__PROVIDED INFORMATION__.
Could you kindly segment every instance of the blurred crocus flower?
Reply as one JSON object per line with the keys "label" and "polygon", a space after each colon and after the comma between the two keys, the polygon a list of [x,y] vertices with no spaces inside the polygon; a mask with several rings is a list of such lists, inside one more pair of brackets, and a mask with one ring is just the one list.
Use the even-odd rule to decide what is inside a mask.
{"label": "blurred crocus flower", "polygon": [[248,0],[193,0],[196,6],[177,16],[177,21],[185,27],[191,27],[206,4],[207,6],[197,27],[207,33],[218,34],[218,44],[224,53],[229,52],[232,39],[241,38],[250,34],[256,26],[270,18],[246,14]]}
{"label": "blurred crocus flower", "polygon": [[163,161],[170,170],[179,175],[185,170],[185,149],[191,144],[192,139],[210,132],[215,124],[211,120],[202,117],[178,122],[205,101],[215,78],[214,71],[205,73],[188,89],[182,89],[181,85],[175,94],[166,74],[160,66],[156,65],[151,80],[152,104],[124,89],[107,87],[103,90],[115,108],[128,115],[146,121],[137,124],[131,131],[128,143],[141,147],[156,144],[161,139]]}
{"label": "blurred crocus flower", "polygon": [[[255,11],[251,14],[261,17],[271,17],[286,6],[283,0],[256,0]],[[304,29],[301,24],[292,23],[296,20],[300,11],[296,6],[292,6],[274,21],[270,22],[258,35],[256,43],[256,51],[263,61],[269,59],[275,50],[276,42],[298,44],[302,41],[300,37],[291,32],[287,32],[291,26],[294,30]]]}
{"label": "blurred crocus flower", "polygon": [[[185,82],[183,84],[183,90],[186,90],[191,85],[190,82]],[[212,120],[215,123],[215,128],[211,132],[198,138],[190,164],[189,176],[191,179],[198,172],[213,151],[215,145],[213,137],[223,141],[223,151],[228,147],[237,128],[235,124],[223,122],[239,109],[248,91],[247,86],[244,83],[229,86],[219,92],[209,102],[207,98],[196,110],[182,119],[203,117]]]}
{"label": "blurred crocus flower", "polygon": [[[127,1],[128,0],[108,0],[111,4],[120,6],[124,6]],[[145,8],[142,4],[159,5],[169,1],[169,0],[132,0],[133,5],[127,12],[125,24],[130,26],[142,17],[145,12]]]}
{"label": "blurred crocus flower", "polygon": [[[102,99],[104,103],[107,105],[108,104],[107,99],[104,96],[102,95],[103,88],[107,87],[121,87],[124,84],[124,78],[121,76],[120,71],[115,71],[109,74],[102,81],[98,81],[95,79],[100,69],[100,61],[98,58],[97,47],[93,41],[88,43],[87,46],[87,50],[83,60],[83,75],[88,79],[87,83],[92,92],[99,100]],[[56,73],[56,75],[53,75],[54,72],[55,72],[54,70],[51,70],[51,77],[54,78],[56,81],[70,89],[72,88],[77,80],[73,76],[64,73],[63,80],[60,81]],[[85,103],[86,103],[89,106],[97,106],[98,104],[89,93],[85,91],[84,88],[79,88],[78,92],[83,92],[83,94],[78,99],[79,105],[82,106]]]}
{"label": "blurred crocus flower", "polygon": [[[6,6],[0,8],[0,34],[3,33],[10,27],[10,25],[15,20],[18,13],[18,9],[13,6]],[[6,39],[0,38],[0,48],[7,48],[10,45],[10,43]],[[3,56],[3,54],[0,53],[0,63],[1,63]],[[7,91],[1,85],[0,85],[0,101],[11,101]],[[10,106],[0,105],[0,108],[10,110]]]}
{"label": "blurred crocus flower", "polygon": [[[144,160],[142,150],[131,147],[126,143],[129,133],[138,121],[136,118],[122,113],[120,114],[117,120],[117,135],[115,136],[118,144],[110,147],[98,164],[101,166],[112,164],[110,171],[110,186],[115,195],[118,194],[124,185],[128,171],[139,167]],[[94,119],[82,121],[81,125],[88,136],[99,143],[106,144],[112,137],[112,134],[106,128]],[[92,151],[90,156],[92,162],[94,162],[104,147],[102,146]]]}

__WORK INSTRUCTIONS__.
Turn the material, starting with its first line and going on through the line with "Use the even-odd", into a JSON list of strings with one string per line and any blank lines left out.

__FULL RESPONSE__.
[
  "Could you kindly segment every instance of the blurred crocus flower?",
  "Reply as one JSON object per line with the keys \"label\" and \"polygon\", a space after each colon and after the comma between the two keys, the polygon a list of [x,y] vertices with no spaces inside the polygon; a mask with several rings is a list of such lists, inside one more pair of brackets, and a mask with one ring is just the one list.",
  "Use the even-odd rule to decide what is inside a mask."
]